* WHAT YOU HAVE TO DO
From the opinion piece below, write out everything from "The poet NP" down to "of many insults." word for word.

* TEXT PROVIDED
## START

Liberals Must Become Conservative to Save Liberty
Flip Buys
– July 13, 2026
8 min read

My primary school rugby coach used to tell us, “Play the ball, not the man.” Mr Barkhuizen’s advice has stayed with me ever since, and I still try to live by it.
A person is measured by the battles they choose to fight, and I’ve never had much time for pettiness or personal attacks. If you throw mud, you end up dirty yourself. It was John F Kennedy who said, “The problem with radicals is not their views, but their intolerance.” Democratic maturity requires the willingness to tolerate those who disagree with you.
The poet NP van Wyk Louw made a similar plea for what he called an “open conversation”. Louw said, “The flow of ideas is to a nation what blood circulation is to the body. The flow of ideas involves freely expressing your opinion and listening attentively to other people’s views; it’s reciprocal…”
I must admit, however, that I recently forgot my old rugby coach’s lesson when Max du Preez claimed, among other things, that the leaders of the Solidarity movement are not merely democratic opponents of the African National Congress (ANC), but are actively undermining the state. That’s an accusation of treason! That was only one of many insults.
According to him, we are, naturally, racists who clung to apartheid in our youth and still long for its return. For historical reasons, playing the race card against Afrikaners remains an easy and popular tactic. It may be effective politics, but it is still dirty play.
The Obvious
Let me restate the obvious. We do not long for the South Africa of the National Party, but neither do we look forward to the future offered by the ANC. We do not want the “old” South Africa back, but neither are we content with the decaying “new” South Africa. That is why we are not working towards either the old or the new South Africa, but towards a different South Africa.
We oppose the ANC, yet we love this country and all its people.
As a young student, I never believed the ANC would successfully govern a modern state. The Chinese philosopher Jia Yi explained the reason as early as the second century BC: the qualities required to wage a successful liberation struggle are fundamentally different from those required to govern a country successfully.

## END

Picture annotation records
## START

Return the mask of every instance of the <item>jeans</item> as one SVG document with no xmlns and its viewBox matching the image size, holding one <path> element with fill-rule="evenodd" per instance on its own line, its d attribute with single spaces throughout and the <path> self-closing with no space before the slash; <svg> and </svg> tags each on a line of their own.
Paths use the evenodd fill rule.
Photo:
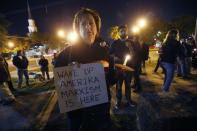
<svg viewBox="0 0 197 131">
<path fill-rule="evenodd" d="M 17 69 L 18 73 L 18 88 L 21 88 L 22 82 L 23 82 L 23 75 L 26 79 L 26 86 L 29 86 L 29 75 L 27 69 Z"/>
<path fill-rule="evenodd" d="M 132 74 L 130 72 L 124 72 L 121 74 L 121 77 L 116 83 L 116 98 L 117 98 L 117 103 L 121 103 L 122 99 L 122 84 L 123 81 L 125 81 L 125 96 L 127 102 L 131 101 L 131 78 Z"/>
<path fill-rule="evenodd" d="M 163 91 L 168 91 L 174 77 L 175 65 L 167 62 L 162 62 L 165 69 L 165 80 L 163 84 Z"/>
<path fill-rule="evenodd" d="M 177 74 L 183 77 L 187 76 L 186 59 L 178 59 Z"/>
</svg>

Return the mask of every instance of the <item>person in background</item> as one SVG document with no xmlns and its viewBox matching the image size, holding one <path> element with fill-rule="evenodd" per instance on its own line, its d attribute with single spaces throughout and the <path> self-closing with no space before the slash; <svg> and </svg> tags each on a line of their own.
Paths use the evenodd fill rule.
<svg viewBox="0 0 197 131">
<path fill-rule="evenodd" d="M 180 55 L 177 57 L 177 76 L 183 77 L 186 79 L 187 75 L 187 68 L 186 68 L 186 56 L 187 56 L 187 48 L 186 48 L 186 41 L 185 39 L 180 40 Z"/>
<path fill-rule="evenodd" d="M 115 63 L 123 64 L 125 57 L 130 55 L 133 58 L 133 49 L 131 48 L 131 41 L 128 39 L 128 27 L 122 25 L 118 28 L 119 39 L 114 41 L 110 48 L 110 54 L 114 56 Z M 131 67 L 132 63 L 129 60 L 127 66 Z M 120 72 L 120 77 L 116 83 L 116 105 L 115 109 L 120 109 L 121 100 L 122 100 L 122 84 L 125 82 L 125 96 L 127 100 L 127 106 L 134 107 L 134 104 L 131 101 L 131 78 L 132 72 Z"/>
<path fill-rule="evenodd" d="M 140 45 L 142 50 L 142 64 L 140 72 L 146 74 L 146 61 L 149 58 L 149 47 L 142 39 L 140 39 Z"/>
<path fill-rule="evenodd" d="M 8 85 L 9 82 L 12 81 L 8 70 L 8 65 L 1 55 L 1 49 L 2 48 L 0 48 L 0 104 L 7 105 L 15 101 L 15 97 L 13 95 L 15 89 L 13 86 L 9 87 Z"/>
<path fill-rule="evenodd" d="M 52 58 L 52 61 L 51 61 L 51 64 L 53 66 L 55 66 L 55 59 L 57 58 L 57 53 L 53 53 L 53 58 Z"/>
<path fill-rule="evenodd" d="M 45 80 L 45 74 L 47 76 L 47 79 L 50 80 L 48 60 L 43 55 L 41 55 L 40 60 L 38 61 L 38 64 L 40 65 L 40 71 L 42 72 L 42 76 L 43 76 L 44 80 Z"/>
<path fill-rule="evenodd" d="M 165 70 L 165 79 L 163 84 L 163 92 L 168 92 L 169 87 L 174 78 L 175 62 L 177 56 L 180 56 L 180 42 L 178 30 L 172 29 L 168 31 L 161 47 L 161 64 Z"/>
<path fill-rule="evenodd" d="M 16 56 L 13 57 L 12 62 L 13 65 L 17 68 L 18 88 L 22 87 L 23 75 L 25 76 L 26 79 L 26 87 L 29 87 L 29 74 L 28 74 L 29 61 L 25 56 L 24 52 L 18 50 Z"/>
<path fill-rule="evenodd" d="M 134 78 L 134 92 L 140 92 L 142 89 L 141 86 L 141 80 L 140 80 L 140 68 L 141 68 L 141 63 L 142 63 L 142 50 L 139 42 L 139 36 L 134 35 L 132 37 L 132 44 L 131 44 L 132 49 L 134 50 L 134 55 L 133 55 L 133 78 Z"/>
<path fill-rule="evenodd" d="M 191 75 L 191 67 L 192 67 L 192 50 L 195 47 L 195 40 L 192 37 L 189 37 L 187 39 L 187 42 L 185 44 L 185 47 L 187 49 L 187 55 L 186 55 L 186 72 L 188 75 Z"/>
</svg>

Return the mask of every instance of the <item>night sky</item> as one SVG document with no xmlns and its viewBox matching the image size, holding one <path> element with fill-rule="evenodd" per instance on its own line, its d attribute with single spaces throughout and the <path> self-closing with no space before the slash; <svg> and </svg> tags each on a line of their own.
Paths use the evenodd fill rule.
<svg viewBox="0 0 197 131">
<path fill-rule="evenodd" d="M 110 26 L 131 25 L 137 17 L 153 15 L 171 20 L 181 15 L 197 16 L 196 0 L 29 0 L 33 19 L 41 32 L 55 32 L 59 28 L 71 30 L 74 13 L 80 7 L 99 12 L 102 35 Z M 28 32 L 26 0 L 1 0 L 0 13 L 12 24 L 9 35 L 25 36 Z"/>
</svg>

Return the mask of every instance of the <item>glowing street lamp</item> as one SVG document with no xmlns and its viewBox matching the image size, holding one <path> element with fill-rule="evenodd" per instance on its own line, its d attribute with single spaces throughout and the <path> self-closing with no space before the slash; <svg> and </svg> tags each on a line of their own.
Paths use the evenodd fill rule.
<svg viewBox="0 0 197 131">
<path fill-rule="evenodd" d="M 130 55 L 126 55 L 123 65 L 127 65 L 127 61 L 131 59 Z"/>
<path fill-rule="evenodd" d="M 138 26 L 133 26 L 131 30 L 132 30 L 132 32 L 135 33 L 135 34 L 136 34 L 136 33 L 139 33 L 139 31 L 140 31 L 140 29 L 139 29 Z"/>
<path fill-rule="evenodd" d="M 140 28 L 145 27 L 146 24 L 147 24 L 147 21 L 146 21 L 144 18 L 141 18 L 141 19 L 138 20 L 138 26 L 139 26 Z"/>
<path fill-rule="evenodd" d="M 78 40 L 78 35 L 77 35 L 76 32 L 70 32 L 67 35 L 67 39 L 68 39 L 69 42 L 74 43 Z"/>
<path fill-rule="evenodd" d="M 58 37 L 60 37 L 60 38 L 65 38 L 65 32 L 63 31 L 63 30 L 58 30 L 58 32 L 57 32 L 57 35 L 58 35 Z"/>
<path fill-rule="evenodd" d="M 12 41 L 9 41 L 9 42 L 8 42 L 8 47 L 9 47 L 9 48 L 13 48 L 13 47 L 14 47 L 14 43 L 13 43 Z"/>
</svg>

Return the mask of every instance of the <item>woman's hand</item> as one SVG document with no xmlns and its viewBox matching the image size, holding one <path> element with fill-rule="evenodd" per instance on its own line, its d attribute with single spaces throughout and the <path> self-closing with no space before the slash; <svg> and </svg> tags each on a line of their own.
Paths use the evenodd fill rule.
<svg viewBox="0 0 197 131">
<path fill-rule="evenodd" d="M 75 66 L 75 65 L 76 65 L 78 68 L 80 68 L 80 63 L 79 63 L 79 62 L 73 61 L 73 62 L 71 62 L 71 63 L 68 64 L 68 66 Z"/>
</svg>

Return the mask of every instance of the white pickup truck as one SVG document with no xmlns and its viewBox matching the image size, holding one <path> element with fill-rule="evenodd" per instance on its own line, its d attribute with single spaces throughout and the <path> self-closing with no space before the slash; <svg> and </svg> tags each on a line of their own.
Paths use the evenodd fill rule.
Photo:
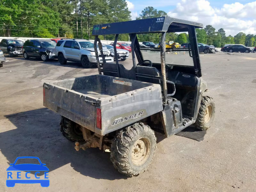
<svg viewBox="0 0 256 192">
<path fill-rule="evenodd" d="M 67 61 L 78 62 L 85 68 L 90 68 L 94 64 L 96 64 L 95 52 L 94 44 L 90 41 L 85 40 L 61 39 L 57 43 L 54 53 L 58 56 L 60 63 L 66 64 Z M 100 63 L 102 63 L 100 50 L 98 48 Z M 103 54 L 106 62 L 114 62 L 114 58 L 110 56 L 110 52 L 103 48 Z"/>
</svg>

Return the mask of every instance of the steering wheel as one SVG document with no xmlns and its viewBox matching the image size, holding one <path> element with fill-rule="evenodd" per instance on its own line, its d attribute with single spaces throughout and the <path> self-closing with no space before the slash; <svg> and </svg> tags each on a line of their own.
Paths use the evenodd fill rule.
<svg viewBox="0 0 256 192">
<path fill-rule="evenodd" d="M 152 67 L 152 62 L 150 60 L 144 60 L 142 62 L 137 64 L 138 66 L 145 66 L 146 67 Z"/>
</svg>

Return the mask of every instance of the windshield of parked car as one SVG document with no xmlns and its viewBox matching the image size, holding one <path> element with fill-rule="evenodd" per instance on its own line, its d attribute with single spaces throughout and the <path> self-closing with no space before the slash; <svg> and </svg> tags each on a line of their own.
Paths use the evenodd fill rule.
<svg viewBox="0 0 256 192">
<path fill-rule="evenodd" d="M 104 46 L 108 49 L 114 49 L 114 47 L 110 45 L 104 45 Z"/>
<path fill-rule="evenodd" d="M 22 158 L 18 159 L 15 165 L 19 165 L 21 164 L 36 164 L 37 165 L 40 165 L 40 162 L 38 159 L 35 158 Z"/>
<path fill-rule="evenodd" d="M 41 41 L 40 42 L 44 47 L 54 48 L 56 46 L 56 43 L 54 41 Z"/>
<path fill-rule="evenodd" d="M 80 46 L 81 46 L 81 47 L 82 47 L 82 49 L 84 48 L 93 48 L 94 47 L 93 43 L 92 43 L 90 42 L 82 41 L 78 42 L 78 43 L 79 43 Z"/>
<path fill-rule="evenodd" d="M 19 40 L 8 40 L 8 44 L 11 44 L 11 43 L 13 44 L 20 44 L 20 45 L 23 45 L 24 43 Z"/>
</svg>

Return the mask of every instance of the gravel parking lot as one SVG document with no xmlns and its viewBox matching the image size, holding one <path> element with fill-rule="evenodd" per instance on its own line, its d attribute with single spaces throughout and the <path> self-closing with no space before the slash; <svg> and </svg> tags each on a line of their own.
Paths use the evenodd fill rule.
<svg viewBox="0 0 256 192">
<path fill-rule="evenodd" d="M 147 171 L 128 178 L 114 169 L 110 153 L 76 151 L 60 131 L 59 115 L 42 105 L 43 82 L 96 74 L 96 67 L 6 57 L 0 68 L 2 191 L 255 191 L 256 53 L 200 55 L 206 93 L 216 107 L 204 140 L 159 140 Z M 124 63 L 130 67 L 131 58 Z M 22 156 L 37 156 L 46 164 L 48 188 L 6 186 L 6 169 Z"/>
</svg>

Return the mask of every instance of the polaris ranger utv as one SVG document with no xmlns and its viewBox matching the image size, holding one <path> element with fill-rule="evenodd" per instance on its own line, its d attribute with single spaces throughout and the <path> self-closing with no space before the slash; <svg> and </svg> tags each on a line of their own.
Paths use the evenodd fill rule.
<svg viewBox="0 0 256 192">
<path fill-rule="evenodd" d="M 110 151 L 114 167 L 129 176 L 146 171 L 156 148 L 154 132 L 169 137 L 194 124 L 210 127 L 215 106 L 203 95 L 195 28 L 202 24 L 169 17 L 94 26 L 99 74 L 44 84 L 44 106 L 62 116 L 60 130 L 78 150 Z M 187 32 L 188 48 L 166 48 L 166 34 Z M 160 48 L 140 47 L 138 36 L 158 33 Z M 133 67 L 106 63 L 99 35 L 128 34 Z M 98 43 L 100 53 L 98 53 Z M 100 64 L 99 56 L 103 64 Z M 137 60 L 136 59 L 136 57 Z"/>
</svg>

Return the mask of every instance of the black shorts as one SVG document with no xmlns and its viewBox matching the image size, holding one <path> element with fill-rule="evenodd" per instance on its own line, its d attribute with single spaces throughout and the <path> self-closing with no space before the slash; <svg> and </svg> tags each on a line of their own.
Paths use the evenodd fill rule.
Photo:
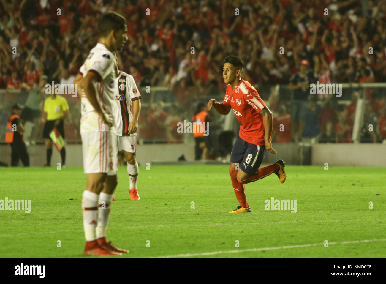
<svg viewBox="0 0 386 284">
<path fill-rule="evenodd" d="M 52 131 L 52 129 L 55 127 L 54 124 L 55 123 L 54 120 L 47 120 L 47 122 L 44 124 L 44 128 L 43 129 L 43 138 L 47 139 L 51 139 L 49 137 L 49 134 Z M 61 120 L 59 124 L 56 126 L 56 128 L 58 129 L 60 135 L 64 139 L 64 128 L 63 123 L 63 121 Z"/>
<path fill-rule="evenodd" d="M 39 109 L 32 109 L 28 107 L 25 107 L 20 114 L 20 119 L 32 122 L 35 118 L 40 116 L 42 112 Z"/>
<path fill-rule="evenodd" d="M 240 169 L 249 175 L 257 172 L 265 156 L 265 145 L 248 143 L 237 136 L 230 155 L 230 162 L 239 163 Z"/>
</svg>

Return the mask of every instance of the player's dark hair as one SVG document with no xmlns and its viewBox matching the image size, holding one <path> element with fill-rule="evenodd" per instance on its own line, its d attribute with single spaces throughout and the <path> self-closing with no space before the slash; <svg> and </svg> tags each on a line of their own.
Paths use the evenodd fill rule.
<svg viewBox="0 0 386 284">
<path fill-rule="evenodd" d="M 243 67 L 244 65 L 243 64 L 241 60 L 234 55 L 228 55 L 225 58 L 224 60 L 224 63 L 230 63 L 235 67 L 237 68 L 238 70 L 240 70 L 240 73 L 242 71 Z"/>
<path fill-rule="evenodd" d="M 112 11 L 102 16 L 98 24 L 98 30 L 101 36 L 107 36 L 112 31 L 125 29 L 127 24 L 123 16 Z"/>
</svg>

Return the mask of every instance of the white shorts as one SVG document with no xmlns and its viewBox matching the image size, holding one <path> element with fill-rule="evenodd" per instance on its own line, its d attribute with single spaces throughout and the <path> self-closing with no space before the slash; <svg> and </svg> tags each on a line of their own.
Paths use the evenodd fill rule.
<svg viewBox="0 0 386 284">
<path fill-rule="evenodd" d="M 118 138 L 118 151 L 135 153 L 137 151 L 136 136 L 117 136 Z"/>
<path fill-rule="evenodd" d="M 80 134 L 83 150 L 83 167 L 86 173 L 117 174 L 117 136 L 108 132 Z"/>
</svg>

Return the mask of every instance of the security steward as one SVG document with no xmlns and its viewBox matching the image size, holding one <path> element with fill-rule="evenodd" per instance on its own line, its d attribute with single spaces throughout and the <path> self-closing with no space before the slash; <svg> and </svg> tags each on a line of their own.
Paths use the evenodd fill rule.
<svg viewBox="0 0 386 284">
<path fill-rule="evenodd" d="M 204 136 L 204 131 L 206 133 L 209 129 L 206 129 L 206 122 L 210 122 L 209 115 L 207 111 L 206 105 L 200 103 L 194 115 L 192 117 L 193 122 L 201 123 L 203 127 L 196 126 L 194 129 L 193 135 L 196 145 L 195 147 L 195 160 L 208 160 L 209 158 L 209 150 L 211 148 L 208 136 Z M 209 133 L 208 133 L 208 134 Z"/>
<path fill-rule="evenodd" d="M 24 167 L 29 167 L 29 156 L 27 151 L 27 146 L 23 141 L 24 127 L 20 122 L 21 111 L 21 107 L 19 104 L 14 105 L 12 107 L 12 113 L 7 124 L 5 143 L 11 145 L 12 167 L 17 167 L 19 159 L 21 160 Z"/>
</svg>

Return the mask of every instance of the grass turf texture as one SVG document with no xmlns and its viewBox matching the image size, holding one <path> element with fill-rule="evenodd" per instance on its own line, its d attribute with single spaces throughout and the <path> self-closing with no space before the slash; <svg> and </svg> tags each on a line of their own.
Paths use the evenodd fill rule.
<svg viewBox="0 0 386 284">
<path fill-rule="evenodd" d="M 130 200 L 126 167 L 120 167 L 108 240 L 130 250 L 120 257 L 314 243 L 320 245 L 204 256 L 384 257 L 384 241 L 328 248 L 323 243 L 385 238 L 384 169 L 323 167 L 287 165 L 283 184 L 272 174 L 246 185 L 252 212 L 236 214 L 228 213 L 238 202 L 228 165 L 152 165 L 149 170 L 141 167 L 139 201 Z M 29 214 L 0 211 L 0 255 L 83 256 L 83 169 L 3 168 L 0 172 L 0 199 L 31 199 L 31 207 Z M 264 201 L 273 197 L 296 199 L 297 212 L 265 210 Z"/>
</svg>

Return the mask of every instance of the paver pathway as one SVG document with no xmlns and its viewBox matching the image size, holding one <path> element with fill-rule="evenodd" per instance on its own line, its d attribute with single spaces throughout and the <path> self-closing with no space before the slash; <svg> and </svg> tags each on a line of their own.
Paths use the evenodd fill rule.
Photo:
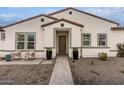
<svg viewBox="0 0 124 93">
<path fill-rule="evenodd" d="M 72 74 L 66 56 L 57 56 L 49 85 L 73 85 Z"/>
</svg>

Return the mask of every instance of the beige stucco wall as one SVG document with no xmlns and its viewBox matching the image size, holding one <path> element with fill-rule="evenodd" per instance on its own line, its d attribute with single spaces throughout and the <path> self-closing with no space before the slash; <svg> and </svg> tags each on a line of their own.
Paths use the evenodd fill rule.
<svg viewBox="0 0 124 93">
<path fill-rule="evenodd" d="M 69 11 L 72 11 L 72 15 L 69 15 Z M 121 34 L 124 35 L 124 32 L 116 32 L 114 33 L 111 30 L 111 27 L 117 27 L 117 24 L 113 24 L 110 22 L 107 22 L 105 20 L 101 20 L 99 18 L 86 15 L 74 10 L 67 10 L 58 14 L 52 15 L 53 17 L 57 18 L 66 18 L 68 20 L 72 20 L 74 22 L 80 23 L 84 25 L 84 28 L 82 29 L 82 33 L 90 33 L 91 34 L 91 48 L 82 48 L 82 55 L 83 57 L 96 57 L 98 56 L 99 52 L 106 52 L 109 56 L 116 56 L 116 53 L 110 53 L 109 50 L 114 49 L 116 50 L 116 44 L 118 43 L 118 40 L 122 43 L 124 40 L 124 37 L 122 37 Z M 76 29 L 75 29 L 76 31 Z M 110 48 L 98 48 L 97 46 L 97 34 L 99 33 L 106 33 L 107 34 L 107 47 Z M 78 37 L 79 34 L 75 33 L 75 37 Z M 116 37 L 121 37 L 114 42 Z M 74 41 L 76 42 L 76 41 Z M 73 43 L 74 43 L 73 42 Z M 79 43 L 79 42 L 77 42 Z"/>
<path fill-rule="evenodd" d="M 72 15 L 69 15 L 69 11 L 72 11 Z M 30 21 L 26 21 L 8 28 L 5 28 L 6 39 L 4 42 L 0 41 L 1 50 L 15 50 L 15 33 L 16 32 L 36 32 L 36 50 L 44 50 L 44 47 L 53 47 L 53 57 L 56 56 L 56 46 L 54 46 L 54 29 L 61 28 L 60 24 L 64 23 L 64 28 L 71 29 L 69 40 L 69 56 L 72 57 L 72 48 L 79 48 L 79 57 L 81 55 L 81 33 L 91 34 L 91 48 L 82 48 L 83 57 L 97 57 L 99 52 L 106 52 L 109 56 L 116 56 L 116 52 L 110 52 L 110 50 L 117 50 L 116 45 L 124 42 L 124 31 L 112 31 L 111 27 L 116 27 L 116 24 L 107 22 L 105 20 L 98 19 L 77 11 L 68 10 L 55 15 L 56 18 L 65 18 L 84 25 L 84 28 L 72 25 L 67 22 L 59 22 L 50 26 L 41 28 L 42 24 L 53 21 L 52 19 L 45 18 L 45 22 L 41 22 L 41 18 L 35 18 Z M 107 34 L 107 47 L 99 48 L 97 46 L 97 34 Z M 4 43 L 4 45 L 3 45 Z M 5 54 L 8 52 L 5 52 Z M 46 52 L 38 52 L 37 57 L 45 57 Z"/>
</svg>

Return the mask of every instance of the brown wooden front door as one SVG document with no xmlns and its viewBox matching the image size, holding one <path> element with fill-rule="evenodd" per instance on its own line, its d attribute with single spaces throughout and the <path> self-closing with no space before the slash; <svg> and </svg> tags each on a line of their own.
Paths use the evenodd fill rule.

## END

* ANSWER FOR THIS EXERCISE
The poet NP van Wyk Louw made a similar plea for what he called an “open conversation”. Louw said, “The flow of ideas is to a nation what blood circulation is to the body. The flow of ideas involves freely expressing your opinion and listening attentively to other people’s views; it’s reciprocal…”
I must admit, however, that I recently forgot my old rugby coach’s lesson when Max du Preez claimed, among other things, that the leaders of the Solidarity movement are not merely democratic opponents of the African National Congress (ANC), but are actively undermining the state. That’s an accusation of treason! That was only one of many insults.